### INFORMATION SHOWN
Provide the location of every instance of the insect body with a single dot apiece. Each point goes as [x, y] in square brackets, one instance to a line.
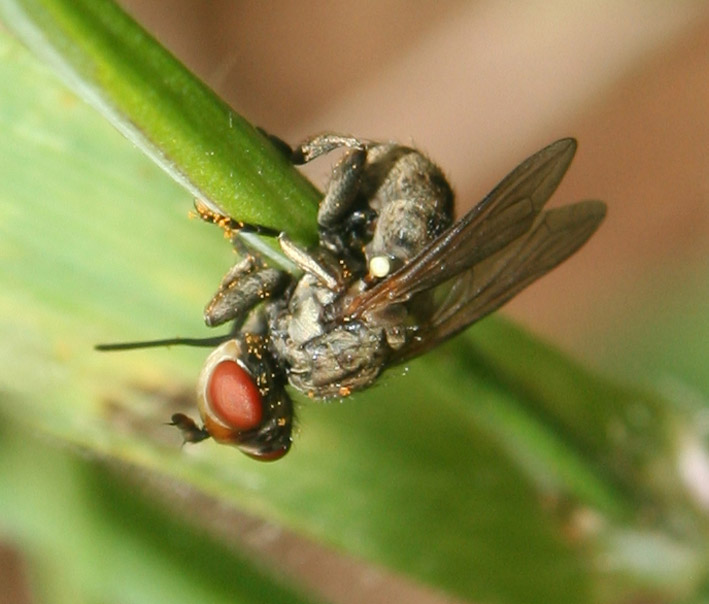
[392, 277]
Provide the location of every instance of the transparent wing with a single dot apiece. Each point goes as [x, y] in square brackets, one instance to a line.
[503, 216]
[555, 236]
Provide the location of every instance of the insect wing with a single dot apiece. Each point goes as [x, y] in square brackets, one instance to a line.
[555, 236]
[504, 215]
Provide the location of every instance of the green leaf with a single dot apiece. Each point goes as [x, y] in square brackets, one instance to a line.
[169, 114]
[495, 469]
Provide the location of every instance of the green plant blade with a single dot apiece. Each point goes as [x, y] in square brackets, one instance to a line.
[168, 113]
[472, 473]
[96, 539]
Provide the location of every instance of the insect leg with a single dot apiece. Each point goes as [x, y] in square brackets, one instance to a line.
[243, 287]
[314, 147]
[230, 226]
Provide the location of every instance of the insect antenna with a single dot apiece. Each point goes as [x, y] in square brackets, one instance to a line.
[199, 342]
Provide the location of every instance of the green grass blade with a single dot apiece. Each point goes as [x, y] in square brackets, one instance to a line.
[168, 113]
[476, 472]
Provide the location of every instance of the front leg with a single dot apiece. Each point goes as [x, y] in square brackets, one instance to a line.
[346, 178]
[244, 286]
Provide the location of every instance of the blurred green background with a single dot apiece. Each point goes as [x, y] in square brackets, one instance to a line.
[477, 486]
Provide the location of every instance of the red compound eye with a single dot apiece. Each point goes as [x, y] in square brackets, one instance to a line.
[234, 397]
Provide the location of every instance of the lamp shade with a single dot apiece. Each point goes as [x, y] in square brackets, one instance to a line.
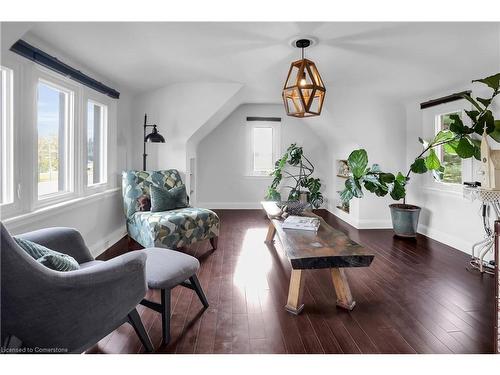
[304, 91]
[154, 137]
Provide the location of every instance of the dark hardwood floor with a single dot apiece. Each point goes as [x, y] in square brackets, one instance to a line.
[416, 297]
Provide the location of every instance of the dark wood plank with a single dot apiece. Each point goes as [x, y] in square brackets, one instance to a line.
[416, 297]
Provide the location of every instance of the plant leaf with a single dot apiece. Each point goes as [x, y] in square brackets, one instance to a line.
[465, 148]
[375, 168]
[354, 187]
[398, 191]
[432, 161]
[358, 160]
[401, 178]
[346, 195]
[443, 136]
[387, 178]
[495, 134]
[451, 147]
[457, 126]
[418, 166]
[491, 81]
[472, 115]
[483, 101]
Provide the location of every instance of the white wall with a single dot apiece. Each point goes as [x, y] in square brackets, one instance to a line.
[222, 158]
[352, 119]
[179, 110]
[446, 215]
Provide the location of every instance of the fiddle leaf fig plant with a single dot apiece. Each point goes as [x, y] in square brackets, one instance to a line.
[300, 177]
[459, 139]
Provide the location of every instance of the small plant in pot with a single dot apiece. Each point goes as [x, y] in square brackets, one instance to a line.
[297, 170]
[460, 139]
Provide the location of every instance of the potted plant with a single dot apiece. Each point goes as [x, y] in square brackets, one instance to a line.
[460, 139]
[296, 168]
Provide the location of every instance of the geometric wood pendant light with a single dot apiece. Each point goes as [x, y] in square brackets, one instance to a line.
[304, 91]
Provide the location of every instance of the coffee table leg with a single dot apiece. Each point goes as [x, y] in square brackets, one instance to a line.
[271, 231]
[294, 304]
[344, 296]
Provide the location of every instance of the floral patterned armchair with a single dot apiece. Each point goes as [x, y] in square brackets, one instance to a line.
[170, 229]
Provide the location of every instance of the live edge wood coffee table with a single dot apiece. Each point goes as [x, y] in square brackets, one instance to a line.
[306, 250]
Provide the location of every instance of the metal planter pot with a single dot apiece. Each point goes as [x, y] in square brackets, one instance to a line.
[405, 219]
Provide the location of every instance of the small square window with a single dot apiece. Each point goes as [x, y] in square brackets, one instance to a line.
[452, 163]
[263, 161]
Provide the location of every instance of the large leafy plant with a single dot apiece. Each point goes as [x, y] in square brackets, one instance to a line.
[297, 170]
[460, 139]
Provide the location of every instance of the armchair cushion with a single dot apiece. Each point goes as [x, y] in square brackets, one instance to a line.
[168, 199]
[49, 258]
[174, 228]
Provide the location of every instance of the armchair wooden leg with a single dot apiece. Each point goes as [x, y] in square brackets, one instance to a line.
[214, 241]
[135, 321]
[199, 291]
[165, 315]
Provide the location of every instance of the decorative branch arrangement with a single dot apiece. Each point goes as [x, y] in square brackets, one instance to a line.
[458, 140]
[301, 181]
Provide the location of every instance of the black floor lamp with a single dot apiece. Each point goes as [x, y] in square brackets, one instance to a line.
[154, 137]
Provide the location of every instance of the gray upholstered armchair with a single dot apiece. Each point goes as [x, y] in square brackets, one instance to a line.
[67, 310]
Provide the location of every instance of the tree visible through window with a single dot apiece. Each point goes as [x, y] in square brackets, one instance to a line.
[96, 143]
[6, 136]
[451, 162]
[52, 119]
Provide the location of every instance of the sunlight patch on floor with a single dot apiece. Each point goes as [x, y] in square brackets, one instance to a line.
[254, 262]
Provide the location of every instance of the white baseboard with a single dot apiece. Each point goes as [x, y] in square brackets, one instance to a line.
[230, 205]
[452, 241]
[374, 224]
[107, 242]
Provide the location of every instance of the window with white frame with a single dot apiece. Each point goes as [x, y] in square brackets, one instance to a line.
[264, 142]
[96, 157]
[54, 120]
[54, 139]
[451, 162]
[6, 136]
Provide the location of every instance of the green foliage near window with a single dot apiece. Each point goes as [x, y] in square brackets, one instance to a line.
[301, 179]
[458, 141]
[48, 154]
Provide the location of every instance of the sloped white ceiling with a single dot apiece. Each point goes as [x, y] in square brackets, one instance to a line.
[397, 60]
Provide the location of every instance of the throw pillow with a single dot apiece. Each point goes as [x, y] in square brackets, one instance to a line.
[168, 199]
[49, 258]
[143, 203]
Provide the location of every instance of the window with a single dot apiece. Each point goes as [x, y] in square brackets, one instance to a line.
[96, 143]
[6, 136]
[54, 114]
[264, 146]
[452, 163]
[262, 150]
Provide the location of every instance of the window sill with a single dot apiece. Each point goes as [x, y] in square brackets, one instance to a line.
[39, 214]
[454, 190]
[259, 176]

### WHAT TO WORK ON
The task calls for all records to be set down precisely, excluding any images.

### ANSWER FOR THE TASK
Provide the location of every instance of the insect body with a single dot apiece. Each point goes as [x, y] in square brackets, one instance to a line.
[392, 277]
Provide the location of every instance of the transparent wing with a single dot apiece. Each point goes as [x, y] in square brackets, one instance to a line.
[503, 216]
[555, 236]
Provide the location of every instance of the insect wing with a single dot apiece. Each point goes as [x, y] in square brackets, one instance to a line.
[555, 236]
[504, 215]
Provide the location of every instance of the green leaf with a single dot apiece. Each point goes as [x, y] in square brackets, one instance to a line.
[169, 114]
[495, 469]
Provide the location of every instance of the green plant blade with a single dot apiece. Each point goes as [x, y] in square brackets, one instance to a line.
[168, 113]
[472, 473]
[96, 539]
Provide the location of every instance of the insect leg with a single dot apiece. Each point goes as [x, y] in square brackets, one instance to a line.
[243, 287]
[314, 147]
[230, 226]
Provide the location of every instance of the insect antenna with a single dot apiece. Each point goes as [x, y] in square brackets, one instance to a line.
[199, 342]
Provide the location of every instance of the green grass blade with a single dot apiece. Each point goes as [x, y] in square brackets, one instance to a line.
[168, 113]
[476, 472]
Provide the location of every instance of the front leg with a single dot apiece. Each point goes as [x, y] in square brackets, one instance to a line.
[346, 178]
[244, 286]
Provide the location of every instance of the blurred green background with a single dot apiece. Each point goes as [x, y] in square brackets, one instance to a line.
[477, 486]
Provide the location of every instance of the red compound eye with a single dot apiece. Each point goes as [x, y] in square brackets, one instance to a line.
[234, 397]
Provide the location of every instance of the lamp shade with a single dot apiece. Each point goes as [x, y] in square brackets, one instance to a line.
[304, 91]
[154, 137]
Provide the location of every instance of the dark hardwood floor with a single dot apiece. Each point goes as [x, y] in square brackets, one instance to a line.
[416, 297]
Provide the location of every instance of the dark wood plank with a single dot apiece. Each point goes as [x, y] in square brackets, one instance to a line.
[416, 297]
Provide the location of every instance of the plant leaf with a single dot apiece. Each point goes as [x, y] in square brackets, one instance to a line.
[465, 148]
[375, 168]
[354, 187]
[398, 191]
[432, 161]
[358, 160]
[401, 178]
[346, 195]
[443, 136]
[387, 178]
[495, 134]
[451, 147]
[457, 126]
[418, 166]
[491, 81]
[472, 115]
[483, 101]
Provide the location of every instance of the white wall with a single dot apiece. Each point goes as [x, y] in square brackets, one instance to a line.
[222, 158]
[352, 119]
[179, 110]
[446, 215]
Provide the location of every instance of the fiddle leaf fig plant with a single dot apiece. Each point goes as [x, y] in square brackets, one instance to a line.
[300, 177]
[459, 139]
Provide the location of every instance of the small plant in pot with a single dot apiece. Each point goes as [x, y] in square brackets, one instance to a line.
[297, 170]
[460, 139]
Provide the location of every instance of the potted plant with a single dot apiece. Each point goes as [x, y] in square brackets, one instance to a line.
[460, 139]
[296, 168]
Provide the location of every instance of the geometric wood pendant light with a single dot apiece. Each point goes as [x, y] in square brackets, one instance to a line.
[304, 91]
Provide the location of every instance of the coffee table leg with a single dot apiece. Each point goes as [x, y] in square brackets, one instance to a line.
[271, 231]
[294, 304]
[344, 296]
Provide the location of every instance of the floral patterned armchair with a single dot apiece. Each point goes as [x, y] in square brackets, one instance to a line.
[170, 229]
Provide the location of every instance of the live edge wood coffee table with a single dot apiece. Each point goes as [x, y] in square brackets, one instance to a line.
[306, 250]
Provide the location of every instance of the metal planter pot with a single dot apiece. Each point goes as [x, y] in square brackets, one instance to a line.
[405, 219]
Provide the location of every instance of the small square window with a single dot apiece. Each point goes as [x, y] in square brackets, one instance to a line.
[452, 163]
[263, 161]
Provide the location of every instance of the large leafy plant with a single dot apiece. Each point goes as [x, y] in square brackets, one instance to a line.
[297, 170]
[460, 139]
Provide the location of every instance of the armchair cushion with a single dot apiece. Each point goes as [x, y] in square brackets, one instance to a line.
[168, 199]
[49, 258]
[174, 228]
Provide the location of every instance of the armchair wooden leg with a single dot apiece. Each point goes as [x, y] in square brackets, one instance to a line.
[214, 241]
[135, 321]
[199, 291]
[165, 315]
Provide the location of every instance of the decorative branch arrangement with a single dot apiece. Each point goes as [x, y] in square brackets, one instance to a line.
[458, 140]
[301, 181]
Provide the location of every instance of the black floor lamp with a single dot apiece. Each point goes as [x, y] in square brackets, one instance to a line.
[154, 137]
Provide the location of every instance of the gray upholstered armchair with a single dot apiece. Each point goes as [x, y] in square brackets, one instance to a line.
[67, 310]
Provide the location of every instance of the tree visible through window with a single dot apiece. Each point goes as [x, y] in square brackets, one instance to a line.
[96, 143]
[6, 136]
[451, 162]
[52, 119]
Provide the location of every instance of the sunlight patch on floor with a single dot apiece. Each point goes as [x, y] in square brackets, one instance to a line.
[254, 262]
Provide the location of every instance of the white baseboard with a single dot apiece. Each point goes as [x, y] in square brackets, one instance to a line.
[230, 205]
[452, 241]
[374, 224]
[107, 242]
Provide the location of every instance of the window with white frame with a single dot apiece. Each point goes as [x, y] in square brackets, one instance to a line.
[264, 142]
[96, 157]
[54, 120]
[54, 139]
[451, 162]
[6, 136]
Provide the location of every instance of the green foliage near window with a single dot apiece. Each point goes as [x, y] in square brackets, one instance to a line.
[301, 179]
[458, 141]
[48, 154]
Provide the location of every instance of the sloped white ceiling with a single dot apiece. Each point goes as [x, y] in square brackets, one instance to a line.
[397, 60]
Provide the location of every instance of the throw pillow with a single dot apiece. Each point goes as [x, y] in square brackets, one instance to a line.
[168, 199]
[49, 258]
[143, 203]
Provide the location of every instance of the window with a single dot apiece. Each point goes as [x, y] in square brackets, one instance to a line.
[96, 143]
[6, 136]
[54, 114]
[264, 146]
[452, 163]
[262, 150]
Provide the location of every instance of the window sill with a single dot apiece. Each point goes as [x, y] in square brackets, one instance to a line.
[39, 214]
[454, 190]
[259, 176]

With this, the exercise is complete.